### INFORMATION PROVIDED
■ ■ ■ ■ ■ ■ ■

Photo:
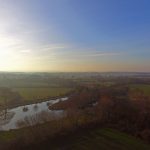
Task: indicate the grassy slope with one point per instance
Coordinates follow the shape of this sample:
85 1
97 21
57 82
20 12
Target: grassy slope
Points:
106 139
97 139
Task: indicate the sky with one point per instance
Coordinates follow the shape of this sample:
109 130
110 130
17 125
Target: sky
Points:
75 35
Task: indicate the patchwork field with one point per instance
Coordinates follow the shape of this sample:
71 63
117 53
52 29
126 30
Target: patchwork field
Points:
141 87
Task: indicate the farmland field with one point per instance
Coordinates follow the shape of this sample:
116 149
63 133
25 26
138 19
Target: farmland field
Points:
41 93
141 87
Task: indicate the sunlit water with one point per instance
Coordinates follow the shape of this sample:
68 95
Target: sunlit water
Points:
20 113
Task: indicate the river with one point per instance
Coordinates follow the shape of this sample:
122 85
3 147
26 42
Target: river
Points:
14 115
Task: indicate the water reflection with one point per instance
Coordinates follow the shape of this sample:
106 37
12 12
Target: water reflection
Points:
29 111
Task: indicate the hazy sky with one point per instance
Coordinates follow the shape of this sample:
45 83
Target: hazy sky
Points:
74 35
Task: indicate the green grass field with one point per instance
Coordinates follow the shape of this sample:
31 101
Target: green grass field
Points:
106 139
142 87
41 93
97 139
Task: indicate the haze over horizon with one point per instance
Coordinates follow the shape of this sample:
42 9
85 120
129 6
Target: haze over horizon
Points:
75 35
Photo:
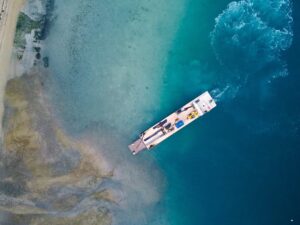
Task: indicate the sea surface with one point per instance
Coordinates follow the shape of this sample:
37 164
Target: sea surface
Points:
117 67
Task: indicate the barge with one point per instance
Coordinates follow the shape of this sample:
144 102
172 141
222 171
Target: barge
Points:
173 123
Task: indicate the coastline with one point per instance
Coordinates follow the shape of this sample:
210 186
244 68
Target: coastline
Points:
9 16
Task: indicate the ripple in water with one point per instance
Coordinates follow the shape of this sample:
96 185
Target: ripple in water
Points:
251 34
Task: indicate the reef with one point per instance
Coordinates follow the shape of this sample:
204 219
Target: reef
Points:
46 177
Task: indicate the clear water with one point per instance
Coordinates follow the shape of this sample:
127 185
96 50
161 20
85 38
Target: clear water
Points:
118 67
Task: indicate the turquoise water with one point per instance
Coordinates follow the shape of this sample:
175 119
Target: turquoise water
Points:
117 68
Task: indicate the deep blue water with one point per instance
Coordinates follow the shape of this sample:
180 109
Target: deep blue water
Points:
240 163
237 165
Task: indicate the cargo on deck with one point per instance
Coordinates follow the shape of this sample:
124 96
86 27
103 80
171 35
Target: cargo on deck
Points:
173 123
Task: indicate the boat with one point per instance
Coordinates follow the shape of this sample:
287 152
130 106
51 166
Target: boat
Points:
173 123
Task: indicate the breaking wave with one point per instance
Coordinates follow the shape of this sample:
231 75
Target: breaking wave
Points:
251 34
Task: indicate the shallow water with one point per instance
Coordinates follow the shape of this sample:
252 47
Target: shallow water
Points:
118 67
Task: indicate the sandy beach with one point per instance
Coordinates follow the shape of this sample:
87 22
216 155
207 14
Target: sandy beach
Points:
9 10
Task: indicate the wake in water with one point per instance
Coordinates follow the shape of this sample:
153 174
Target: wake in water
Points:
251 34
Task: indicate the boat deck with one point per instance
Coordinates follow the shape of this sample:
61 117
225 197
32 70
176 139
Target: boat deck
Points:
173 123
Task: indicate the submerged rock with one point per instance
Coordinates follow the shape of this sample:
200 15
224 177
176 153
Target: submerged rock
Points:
47 178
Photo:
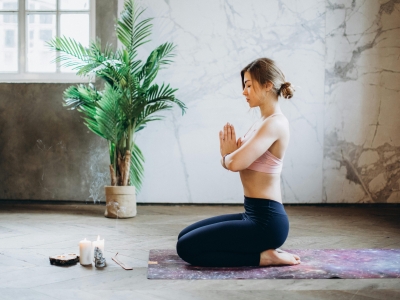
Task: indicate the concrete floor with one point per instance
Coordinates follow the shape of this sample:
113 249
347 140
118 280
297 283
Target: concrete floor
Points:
31 232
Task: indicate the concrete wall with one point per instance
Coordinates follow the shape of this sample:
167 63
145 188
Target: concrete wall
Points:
342 57
46 153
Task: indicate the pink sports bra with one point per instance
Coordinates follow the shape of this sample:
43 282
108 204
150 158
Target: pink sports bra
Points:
267 162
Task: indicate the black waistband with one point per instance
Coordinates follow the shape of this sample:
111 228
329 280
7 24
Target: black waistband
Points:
260 206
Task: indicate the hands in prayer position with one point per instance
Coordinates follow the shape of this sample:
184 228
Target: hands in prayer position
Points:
227 140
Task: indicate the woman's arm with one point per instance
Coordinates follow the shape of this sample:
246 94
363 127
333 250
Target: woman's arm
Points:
264 137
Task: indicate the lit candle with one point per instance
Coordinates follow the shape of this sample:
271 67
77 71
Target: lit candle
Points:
99 243
85 252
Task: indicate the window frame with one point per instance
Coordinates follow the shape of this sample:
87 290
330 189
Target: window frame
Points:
50 77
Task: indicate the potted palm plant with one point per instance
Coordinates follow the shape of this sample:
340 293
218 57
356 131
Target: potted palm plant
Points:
125 104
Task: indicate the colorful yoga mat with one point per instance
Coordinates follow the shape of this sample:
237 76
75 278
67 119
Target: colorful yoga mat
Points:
316 264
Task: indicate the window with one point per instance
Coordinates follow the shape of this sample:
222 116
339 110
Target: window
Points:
26 26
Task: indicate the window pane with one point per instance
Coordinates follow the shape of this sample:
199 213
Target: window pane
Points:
74 4
39 56
41 4
75 26
8 4
9 43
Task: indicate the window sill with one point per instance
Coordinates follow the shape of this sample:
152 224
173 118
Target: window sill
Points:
44 78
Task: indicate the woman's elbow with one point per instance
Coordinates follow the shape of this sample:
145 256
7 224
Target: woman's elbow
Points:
235 167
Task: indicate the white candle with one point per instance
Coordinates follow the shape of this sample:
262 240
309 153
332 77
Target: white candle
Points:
99 243
85 252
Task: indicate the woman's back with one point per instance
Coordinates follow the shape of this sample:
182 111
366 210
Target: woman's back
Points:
265 185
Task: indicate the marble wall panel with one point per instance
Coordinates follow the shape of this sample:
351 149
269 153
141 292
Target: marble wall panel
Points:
342 57
362 85
215 40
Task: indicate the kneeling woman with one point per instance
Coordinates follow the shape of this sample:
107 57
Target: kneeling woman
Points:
250 238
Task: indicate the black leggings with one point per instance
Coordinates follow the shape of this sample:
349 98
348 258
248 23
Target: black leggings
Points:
236 239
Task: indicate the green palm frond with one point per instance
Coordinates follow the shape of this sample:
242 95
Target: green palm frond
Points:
130 32
145 116
136 171
164 93
75 54
108 114
130 98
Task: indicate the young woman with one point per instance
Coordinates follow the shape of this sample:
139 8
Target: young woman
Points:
250 238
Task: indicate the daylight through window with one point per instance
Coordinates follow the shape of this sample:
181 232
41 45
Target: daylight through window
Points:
26 26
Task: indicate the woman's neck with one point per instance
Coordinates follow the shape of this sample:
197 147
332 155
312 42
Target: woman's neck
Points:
269 107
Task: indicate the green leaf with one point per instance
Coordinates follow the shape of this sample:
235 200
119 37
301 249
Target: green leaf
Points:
137 170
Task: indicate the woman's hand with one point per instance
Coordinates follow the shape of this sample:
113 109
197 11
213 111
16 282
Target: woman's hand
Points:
227 140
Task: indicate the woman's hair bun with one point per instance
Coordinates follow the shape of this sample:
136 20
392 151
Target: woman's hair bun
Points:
286 90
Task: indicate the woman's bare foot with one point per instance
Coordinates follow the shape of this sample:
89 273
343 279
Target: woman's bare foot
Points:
273 257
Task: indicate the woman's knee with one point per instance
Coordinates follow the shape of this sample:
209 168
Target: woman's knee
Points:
183 249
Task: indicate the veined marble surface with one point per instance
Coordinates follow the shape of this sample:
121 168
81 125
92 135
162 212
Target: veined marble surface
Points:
343 57
361 116
215 40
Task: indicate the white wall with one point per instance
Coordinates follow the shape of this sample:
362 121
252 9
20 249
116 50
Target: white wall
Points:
343 62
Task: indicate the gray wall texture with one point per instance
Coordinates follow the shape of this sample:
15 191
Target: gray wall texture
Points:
345 148
46 153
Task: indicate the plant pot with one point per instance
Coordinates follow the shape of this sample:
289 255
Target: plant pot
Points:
120 202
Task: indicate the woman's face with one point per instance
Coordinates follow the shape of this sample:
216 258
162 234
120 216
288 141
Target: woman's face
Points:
255 93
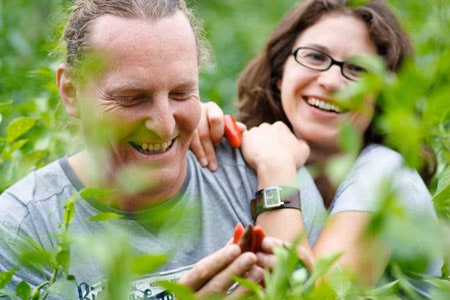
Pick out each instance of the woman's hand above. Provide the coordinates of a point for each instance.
(209, 133)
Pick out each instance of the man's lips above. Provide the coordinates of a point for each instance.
(323, 105)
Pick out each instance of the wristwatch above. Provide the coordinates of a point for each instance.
(275, 197)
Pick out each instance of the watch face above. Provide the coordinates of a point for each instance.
(272, 197)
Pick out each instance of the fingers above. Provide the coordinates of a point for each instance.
(267, 258)
(197, 148)
(210, 266)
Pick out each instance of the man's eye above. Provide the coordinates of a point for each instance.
(355, 69)
(314, 57)
(127, 100)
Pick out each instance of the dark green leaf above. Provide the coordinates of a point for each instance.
(65, 288)
(145, 264)
(6, 277)
(89, 193)
(5, 105)
(105, 216)
(23, 290)
(180, 291)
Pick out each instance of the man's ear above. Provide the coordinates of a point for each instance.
(67, 90)
(279, 82)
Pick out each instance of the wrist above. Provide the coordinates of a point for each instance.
(271, 174)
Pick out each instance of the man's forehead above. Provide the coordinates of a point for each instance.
(108, 31)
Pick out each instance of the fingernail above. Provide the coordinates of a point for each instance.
(268, 243)
(232, 251)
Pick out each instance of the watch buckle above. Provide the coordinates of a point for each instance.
(272, 197)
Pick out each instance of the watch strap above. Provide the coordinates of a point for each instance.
(275, 197)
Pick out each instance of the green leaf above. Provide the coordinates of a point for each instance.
(250, 285)
(105, 216)
(341, 282)
(69, 211)
(181, 292)
(19, 127)
(23, 290)
(65, 288)
(6, 277)
(63, 258)
(5, 105)
(387, 290)
(145, 264)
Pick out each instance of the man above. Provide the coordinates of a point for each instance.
(131, 78)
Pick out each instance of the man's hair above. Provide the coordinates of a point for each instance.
(259, 97)
(85, 12)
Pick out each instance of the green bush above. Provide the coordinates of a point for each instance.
(35, 130)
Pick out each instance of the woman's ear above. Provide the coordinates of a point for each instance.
(67, 90)
(279, 84)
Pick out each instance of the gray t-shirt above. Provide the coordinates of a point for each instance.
(192, 225)
(376, 170)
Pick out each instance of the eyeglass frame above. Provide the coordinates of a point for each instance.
(333, 61)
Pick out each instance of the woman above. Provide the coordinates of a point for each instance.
(307, 59)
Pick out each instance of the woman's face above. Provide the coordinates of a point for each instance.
(307, 95)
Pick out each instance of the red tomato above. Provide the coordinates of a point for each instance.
(238, 231)
(232, 133)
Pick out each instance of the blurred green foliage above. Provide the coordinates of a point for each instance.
(34, 128)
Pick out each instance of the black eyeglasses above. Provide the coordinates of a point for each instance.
(317, 60)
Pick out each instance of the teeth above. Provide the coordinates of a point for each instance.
(156, 148)
(323, 105)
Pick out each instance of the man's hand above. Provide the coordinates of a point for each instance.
(213, 274)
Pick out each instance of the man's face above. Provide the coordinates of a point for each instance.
(143, 101)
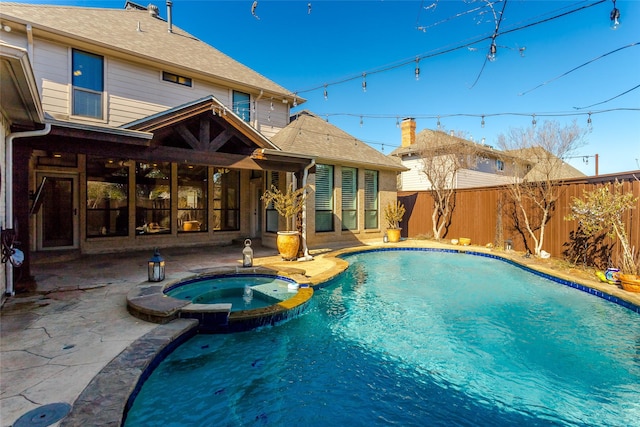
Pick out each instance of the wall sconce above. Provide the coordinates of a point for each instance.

■ ■ ■ ■ ■ ■ ■

### DESCRIPTION OF THE TASK
Find each line in the records holding the string "candle" and show it.

### SOLUTION TO THIS PROBLEM
Task: indicate the lit candle with one point per instance
Target: lit candle
Task: indicate the white candle with one point per instance
Target: white candle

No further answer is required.